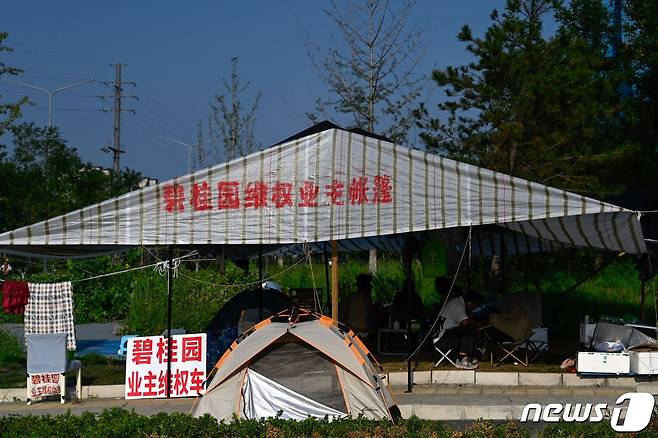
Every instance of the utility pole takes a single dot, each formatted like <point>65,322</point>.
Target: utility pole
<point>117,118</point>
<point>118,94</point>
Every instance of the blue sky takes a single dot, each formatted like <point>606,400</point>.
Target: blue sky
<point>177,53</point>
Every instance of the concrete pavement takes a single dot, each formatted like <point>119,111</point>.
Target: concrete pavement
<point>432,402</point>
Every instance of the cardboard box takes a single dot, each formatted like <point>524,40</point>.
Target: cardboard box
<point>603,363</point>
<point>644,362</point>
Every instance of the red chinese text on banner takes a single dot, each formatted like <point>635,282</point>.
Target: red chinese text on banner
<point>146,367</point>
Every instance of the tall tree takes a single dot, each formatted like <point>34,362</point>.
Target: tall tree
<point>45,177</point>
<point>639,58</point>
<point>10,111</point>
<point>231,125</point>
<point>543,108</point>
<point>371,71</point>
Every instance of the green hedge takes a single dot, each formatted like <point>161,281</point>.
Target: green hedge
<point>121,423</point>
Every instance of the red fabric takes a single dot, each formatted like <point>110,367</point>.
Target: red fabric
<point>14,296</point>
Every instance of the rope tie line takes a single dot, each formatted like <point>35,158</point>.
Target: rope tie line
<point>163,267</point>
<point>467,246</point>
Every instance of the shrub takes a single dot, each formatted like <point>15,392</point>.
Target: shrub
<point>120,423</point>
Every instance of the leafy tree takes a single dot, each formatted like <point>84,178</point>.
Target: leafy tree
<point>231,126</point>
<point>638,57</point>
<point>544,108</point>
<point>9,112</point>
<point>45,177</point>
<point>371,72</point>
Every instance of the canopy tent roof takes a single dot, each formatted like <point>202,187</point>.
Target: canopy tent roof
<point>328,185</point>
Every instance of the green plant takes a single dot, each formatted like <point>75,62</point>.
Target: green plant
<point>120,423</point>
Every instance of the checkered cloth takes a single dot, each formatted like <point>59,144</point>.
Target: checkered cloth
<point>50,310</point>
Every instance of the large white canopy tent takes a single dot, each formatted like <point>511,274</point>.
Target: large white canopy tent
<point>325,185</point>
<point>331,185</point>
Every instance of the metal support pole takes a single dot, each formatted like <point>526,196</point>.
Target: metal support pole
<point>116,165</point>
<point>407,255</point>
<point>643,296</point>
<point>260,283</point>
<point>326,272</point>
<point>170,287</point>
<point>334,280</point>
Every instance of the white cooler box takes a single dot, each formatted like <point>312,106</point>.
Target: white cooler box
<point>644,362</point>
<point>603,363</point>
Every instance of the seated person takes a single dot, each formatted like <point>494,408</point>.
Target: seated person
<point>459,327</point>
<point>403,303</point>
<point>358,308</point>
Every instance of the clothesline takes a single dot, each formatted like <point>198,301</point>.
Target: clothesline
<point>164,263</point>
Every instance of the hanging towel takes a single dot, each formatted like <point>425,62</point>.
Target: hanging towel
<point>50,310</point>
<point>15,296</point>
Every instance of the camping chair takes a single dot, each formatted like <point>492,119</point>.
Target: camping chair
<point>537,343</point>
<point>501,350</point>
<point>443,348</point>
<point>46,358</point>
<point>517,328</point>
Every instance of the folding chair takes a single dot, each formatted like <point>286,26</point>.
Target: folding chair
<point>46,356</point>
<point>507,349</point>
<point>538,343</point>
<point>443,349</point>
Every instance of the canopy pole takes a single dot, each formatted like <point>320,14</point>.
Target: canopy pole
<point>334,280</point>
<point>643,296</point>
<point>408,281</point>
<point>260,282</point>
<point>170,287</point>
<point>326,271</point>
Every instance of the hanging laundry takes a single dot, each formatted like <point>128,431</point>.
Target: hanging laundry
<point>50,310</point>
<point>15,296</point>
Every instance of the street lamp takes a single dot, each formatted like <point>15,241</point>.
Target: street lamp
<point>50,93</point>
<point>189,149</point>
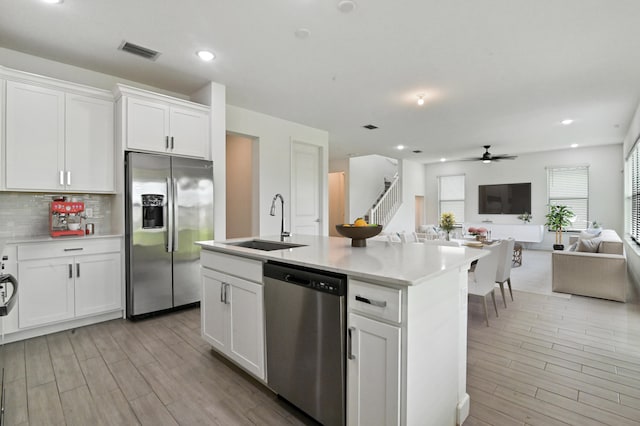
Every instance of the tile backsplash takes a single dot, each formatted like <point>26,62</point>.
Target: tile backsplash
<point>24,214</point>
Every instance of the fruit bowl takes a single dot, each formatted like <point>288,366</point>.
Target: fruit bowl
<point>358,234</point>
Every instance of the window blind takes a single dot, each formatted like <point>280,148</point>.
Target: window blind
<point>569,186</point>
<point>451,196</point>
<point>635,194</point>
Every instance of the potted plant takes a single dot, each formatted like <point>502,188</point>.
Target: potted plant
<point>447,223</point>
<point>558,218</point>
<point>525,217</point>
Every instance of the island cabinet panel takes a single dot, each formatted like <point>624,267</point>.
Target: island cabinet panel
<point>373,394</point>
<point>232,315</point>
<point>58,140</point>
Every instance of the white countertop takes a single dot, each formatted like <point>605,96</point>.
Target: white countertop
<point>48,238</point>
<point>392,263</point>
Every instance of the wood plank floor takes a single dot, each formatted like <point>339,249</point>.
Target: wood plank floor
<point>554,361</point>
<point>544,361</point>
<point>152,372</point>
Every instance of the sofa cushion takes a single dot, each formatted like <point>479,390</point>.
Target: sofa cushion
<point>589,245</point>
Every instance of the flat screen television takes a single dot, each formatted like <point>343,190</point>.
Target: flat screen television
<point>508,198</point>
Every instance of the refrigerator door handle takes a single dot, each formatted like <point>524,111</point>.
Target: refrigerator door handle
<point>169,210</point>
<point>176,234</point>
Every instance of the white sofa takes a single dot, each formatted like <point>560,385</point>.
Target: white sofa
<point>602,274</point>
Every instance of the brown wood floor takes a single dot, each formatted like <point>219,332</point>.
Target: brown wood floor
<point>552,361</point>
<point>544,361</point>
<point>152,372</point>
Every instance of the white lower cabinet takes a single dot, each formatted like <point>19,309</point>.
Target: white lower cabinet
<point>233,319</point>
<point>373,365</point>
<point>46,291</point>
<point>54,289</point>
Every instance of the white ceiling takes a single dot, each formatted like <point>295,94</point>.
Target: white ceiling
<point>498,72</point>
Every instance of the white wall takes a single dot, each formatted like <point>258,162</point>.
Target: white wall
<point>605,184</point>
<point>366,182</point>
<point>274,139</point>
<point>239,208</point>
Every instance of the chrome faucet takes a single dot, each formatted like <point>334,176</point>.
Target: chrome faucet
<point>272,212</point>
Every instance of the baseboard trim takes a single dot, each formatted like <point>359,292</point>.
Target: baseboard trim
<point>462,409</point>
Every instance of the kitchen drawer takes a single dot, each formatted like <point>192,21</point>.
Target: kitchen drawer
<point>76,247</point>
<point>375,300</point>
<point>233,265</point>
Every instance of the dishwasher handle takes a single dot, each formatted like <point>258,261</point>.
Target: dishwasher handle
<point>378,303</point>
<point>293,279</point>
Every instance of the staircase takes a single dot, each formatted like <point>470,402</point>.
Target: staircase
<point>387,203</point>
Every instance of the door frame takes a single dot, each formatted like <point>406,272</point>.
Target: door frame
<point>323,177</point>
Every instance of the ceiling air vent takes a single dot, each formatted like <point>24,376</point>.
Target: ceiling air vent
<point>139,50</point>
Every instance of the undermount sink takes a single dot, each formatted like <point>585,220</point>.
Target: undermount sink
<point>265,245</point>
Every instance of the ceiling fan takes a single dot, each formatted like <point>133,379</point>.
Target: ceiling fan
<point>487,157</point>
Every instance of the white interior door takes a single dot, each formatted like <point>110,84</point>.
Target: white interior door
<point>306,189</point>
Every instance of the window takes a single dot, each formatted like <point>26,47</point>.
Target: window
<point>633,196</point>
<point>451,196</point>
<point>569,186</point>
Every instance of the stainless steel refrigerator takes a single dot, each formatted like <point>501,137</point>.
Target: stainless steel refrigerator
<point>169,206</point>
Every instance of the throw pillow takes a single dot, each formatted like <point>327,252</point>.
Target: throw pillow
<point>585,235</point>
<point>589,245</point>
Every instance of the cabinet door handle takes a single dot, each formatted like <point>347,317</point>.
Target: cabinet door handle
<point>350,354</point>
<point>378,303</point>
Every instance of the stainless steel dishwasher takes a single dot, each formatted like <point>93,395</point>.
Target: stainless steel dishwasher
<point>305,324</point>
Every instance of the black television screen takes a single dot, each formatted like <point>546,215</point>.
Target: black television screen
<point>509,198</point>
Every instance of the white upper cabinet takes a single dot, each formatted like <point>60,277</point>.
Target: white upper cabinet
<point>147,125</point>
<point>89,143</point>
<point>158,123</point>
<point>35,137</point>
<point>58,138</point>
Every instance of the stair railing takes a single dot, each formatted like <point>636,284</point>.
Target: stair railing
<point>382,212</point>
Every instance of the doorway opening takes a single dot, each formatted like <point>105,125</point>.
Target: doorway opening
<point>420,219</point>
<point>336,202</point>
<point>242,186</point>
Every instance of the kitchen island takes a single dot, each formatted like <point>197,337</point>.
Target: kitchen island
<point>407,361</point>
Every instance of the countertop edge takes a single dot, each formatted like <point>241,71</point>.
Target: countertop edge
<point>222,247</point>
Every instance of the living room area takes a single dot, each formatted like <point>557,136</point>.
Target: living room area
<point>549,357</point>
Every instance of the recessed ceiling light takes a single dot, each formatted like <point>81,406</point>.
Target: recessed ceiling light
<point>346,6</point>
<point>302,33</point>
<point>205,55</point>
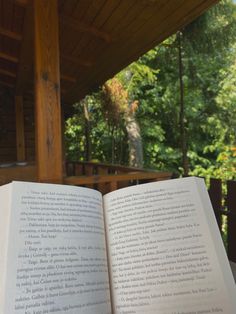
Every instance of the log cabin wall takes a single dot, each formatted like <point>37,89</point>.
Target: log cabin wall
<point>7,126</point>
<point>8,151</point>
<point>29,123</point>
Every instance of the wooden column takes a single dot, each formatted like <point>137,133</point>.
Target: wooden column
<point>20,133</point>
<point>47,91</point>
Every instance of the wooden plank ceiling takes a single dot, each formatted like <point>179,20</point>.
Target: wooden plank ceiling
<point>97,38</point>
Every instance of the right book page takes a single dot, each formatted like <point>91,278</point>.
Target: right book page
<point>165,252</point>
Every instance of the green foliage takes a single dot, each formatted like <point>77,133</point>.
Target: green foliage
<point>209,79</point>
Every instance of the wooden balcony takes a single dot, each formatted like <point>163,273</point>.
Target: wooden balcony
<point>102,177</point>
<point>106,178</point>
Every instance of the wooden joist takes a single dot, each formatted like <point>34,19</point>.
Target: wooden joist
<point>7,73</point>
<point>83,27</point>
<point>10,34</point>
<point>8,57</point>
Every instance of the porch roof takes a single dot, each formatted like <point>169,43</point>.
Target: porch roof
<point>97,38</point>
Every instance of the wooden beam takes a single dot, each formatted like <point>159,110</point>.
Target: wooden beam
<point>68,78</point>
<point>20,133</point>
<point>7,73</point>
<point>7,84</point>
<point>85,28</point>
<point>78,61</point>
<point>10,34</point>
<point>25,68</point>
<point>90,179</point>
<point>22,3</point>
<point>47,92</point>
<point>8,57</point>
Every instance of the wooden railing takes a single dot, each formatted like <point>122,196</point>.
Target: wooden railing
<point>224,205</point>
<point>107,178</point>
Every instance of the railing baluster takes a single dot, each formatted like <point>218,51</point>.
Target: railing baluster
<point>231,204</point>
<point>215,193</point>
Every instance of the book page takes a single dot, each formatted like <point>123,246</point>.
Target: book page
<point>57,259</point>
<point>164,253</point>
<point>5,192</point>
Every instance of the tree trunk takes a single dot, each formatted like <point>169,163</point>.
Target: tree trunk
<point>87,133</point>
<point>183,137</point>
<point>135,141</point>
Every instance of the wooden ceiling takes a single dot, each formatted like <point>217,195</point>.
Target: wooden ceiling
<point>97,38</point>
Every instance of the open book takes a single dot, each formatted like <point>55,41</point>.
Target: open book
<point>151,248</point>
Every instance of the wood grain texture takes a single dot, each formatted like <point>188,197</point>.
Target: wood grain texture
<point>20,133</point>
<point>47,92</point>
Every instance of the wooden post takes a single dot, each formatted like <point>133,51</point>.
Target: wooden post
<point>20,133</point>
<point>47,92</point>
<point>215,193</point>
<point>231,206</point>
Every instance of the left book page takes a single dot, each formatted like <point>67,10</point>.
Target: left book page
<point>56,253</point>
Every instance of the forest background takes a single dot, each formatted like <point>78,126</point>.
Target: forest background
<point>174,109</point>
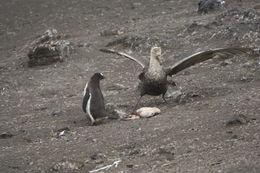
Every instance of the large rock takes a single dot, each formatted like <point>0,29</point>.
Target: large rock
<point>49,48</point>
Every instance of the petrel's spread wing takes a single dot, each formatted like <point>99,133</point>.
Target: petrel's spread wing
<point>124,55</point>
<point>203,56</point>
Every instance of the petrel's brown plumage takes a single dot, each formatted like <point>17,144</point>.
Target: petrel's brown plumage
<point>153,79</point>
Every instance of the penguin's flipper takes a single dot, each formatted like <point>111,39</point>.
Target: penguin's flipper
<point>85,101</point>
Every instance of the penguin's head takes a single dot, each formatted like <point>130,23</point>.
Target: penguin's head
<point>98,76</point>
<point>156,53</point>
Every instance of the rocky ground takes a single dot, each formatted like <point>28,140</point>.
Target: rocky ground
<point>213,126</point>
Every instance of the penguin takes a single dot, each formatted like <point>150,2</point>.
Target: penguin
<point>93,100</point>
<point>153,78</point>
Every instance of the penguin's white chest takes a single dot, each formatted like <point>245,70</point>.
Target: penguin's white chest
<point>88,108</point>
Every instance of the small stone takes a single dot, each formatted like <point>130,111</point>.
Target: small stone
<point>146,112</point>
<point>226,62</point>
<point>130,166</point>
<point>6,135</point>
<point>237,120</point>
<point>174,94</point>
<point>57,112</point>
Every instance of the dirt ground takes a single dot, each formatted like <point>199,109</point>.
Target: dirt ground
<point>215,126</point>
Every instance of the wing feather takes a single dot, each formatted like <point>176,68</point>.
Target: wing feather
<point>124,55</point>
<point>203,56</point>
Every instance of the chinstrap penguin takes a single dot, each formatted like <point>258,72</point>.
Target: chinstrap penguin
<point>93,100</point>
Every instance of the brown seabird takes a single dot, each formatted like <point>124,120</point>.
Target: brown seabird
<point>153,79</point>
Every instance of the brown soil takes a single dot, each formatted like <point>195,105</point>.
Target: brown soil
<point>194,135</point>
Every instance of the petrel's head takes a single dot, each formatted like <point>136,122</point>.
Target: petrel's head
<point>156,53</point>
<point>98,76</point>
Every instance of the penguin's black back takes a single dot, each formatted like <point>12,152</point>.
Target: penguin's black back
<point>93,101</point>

- WHAT YOU SHOULD DO -
Please copy out the lines above, from the line containing "Every instance of the brown wood" up to and including the line containing "<point>306,189</point>", with each one reproduced verbatim.

- REPLY TO THE TASK -
Every instance of the brown wood floor takes a single dot, each formatted like <point>219,332</point>.
Target: brown wood floor
<point>552,361</point>
<point>544,361</point>
<point>152,372</point>
Every instance of the white lower cabinet takes a single dot, each formatted like <point>19,309</point>.
Target: white lower cabinet
<point>233,319</point>
<point>373,365</point>
<point>46,291</point>
<point>54,289</point>
Every instance of the white ceiling takes a single dot, each formatted like <point>295,94</point>.
Target: white ceiling
<point>498,72</point>
Every instance of the white wall takes a single dot, each formatted like <point>258,162</point>.
Target: white wall
<point>605,184</point>
<point>366,182</point>
<point>274,139</point>
<point>239,208</point>
Every instance of the chrome faucet takes a single dot, each formatted like <point>334,176</point>.
Target: chrome faucet
<point>272,212</point>
Every instance of the baseboard trim takes a single dot, each formatted like <point>359,292</point>.
Target: baseboard trim
<point>462,409</point>
Every instance of the kitchen drawer takes a single dot, each formatted like <point>192,21</point>.
Target: kitchen drawer
<point>76,247</point>
<point>375,300</point>
<point>233,265</point>
Every instance of the dishwasher handle takes a single dot, each formatted like <point>258,261</point>.
Target: dishwasher handle
<point>378,303</point>
<point>293,279</point>
Every instance of the staircase takes a single dot, each formatted like <point>470,402</point>.
Target: staircase
<point>387,203</point>
Every instance of the door frame takes a single dot, each formatted like <point>406,272</point>.
Target: door frame
<point>323,177</point>
Every instance of the ceiling air vent takes a single dot, each formatted like <point>24,376</point>.
Target: ceiling air vent
<point>139,50</point>
Every instance of the undermount sink takes a single dot, each formatted like <point>585,220</point>.
Target: undermount sink
<point>265,245</point>
Every instance of the ceiling fan takes a single dot, each formatted like <point>133,379</point>.
Target: ceiling fan
<point>487,157</point>
Every instance of the white interior door takes a single dot, each formatted like <point>110,84</point>.
Target: white interior door
<point>306,189</point>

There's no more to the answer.